# WHAT YOU HAVE TO DO:
Copy out word for word everything from the line containing "If you could tag the pine" down to the end of the lines below, including both ends.

>> start SUPPLIED ENTRIES

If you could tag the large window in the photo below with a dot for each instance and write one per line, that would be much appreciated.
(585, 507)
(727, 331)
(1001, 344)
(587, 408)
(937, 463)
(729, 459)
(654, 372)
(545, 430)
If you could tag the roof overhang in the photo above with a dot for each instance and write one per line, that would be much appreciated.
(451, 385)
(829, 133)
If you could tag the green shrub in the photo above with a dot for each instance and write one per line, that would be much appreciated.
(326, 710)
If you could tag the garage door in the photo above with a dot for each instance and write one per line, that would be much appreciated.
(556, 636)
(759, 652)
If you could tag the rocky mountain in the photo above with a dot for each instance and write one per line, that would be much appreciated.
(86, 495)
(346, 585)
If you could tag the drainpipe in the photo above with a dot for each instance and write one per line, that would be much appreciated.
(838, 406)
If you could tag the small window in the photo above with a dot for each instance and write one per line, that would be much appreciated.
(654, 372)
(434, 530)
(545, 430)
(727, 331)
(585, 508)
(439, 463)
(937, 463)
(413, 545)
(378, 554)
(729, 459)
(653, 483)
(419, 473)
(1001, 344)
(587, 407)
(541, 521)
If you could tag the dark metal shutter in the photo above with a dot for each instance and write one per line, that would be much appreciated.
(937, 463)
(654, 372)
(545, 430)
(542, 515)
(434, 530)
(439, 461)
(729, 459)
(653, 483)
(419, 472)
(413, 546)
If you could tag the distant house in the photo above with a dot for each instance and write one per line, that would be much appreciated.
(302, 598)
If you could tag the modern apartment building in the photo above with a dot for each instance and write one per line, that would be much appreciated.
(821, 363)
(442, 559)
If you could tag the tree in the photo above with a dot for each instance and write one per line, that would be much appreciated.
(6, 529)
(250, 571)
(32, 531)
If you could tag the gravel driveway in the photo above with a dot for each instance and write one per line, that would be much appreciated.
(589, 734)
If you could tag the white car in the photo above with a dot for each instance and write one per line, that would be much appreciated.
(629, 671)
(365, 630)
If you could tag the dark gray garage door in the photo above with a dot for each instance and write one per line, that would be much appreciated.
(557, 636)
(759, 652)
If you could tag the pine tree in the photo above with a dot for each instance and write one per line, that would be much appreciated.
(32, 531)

>> end SUPPLIED ENTRIES

# FULL SOLUTION:
If you could tag the pine tree in the photo above with a dot for each instance and write one per line, that would be much appreciated.
(32, 531)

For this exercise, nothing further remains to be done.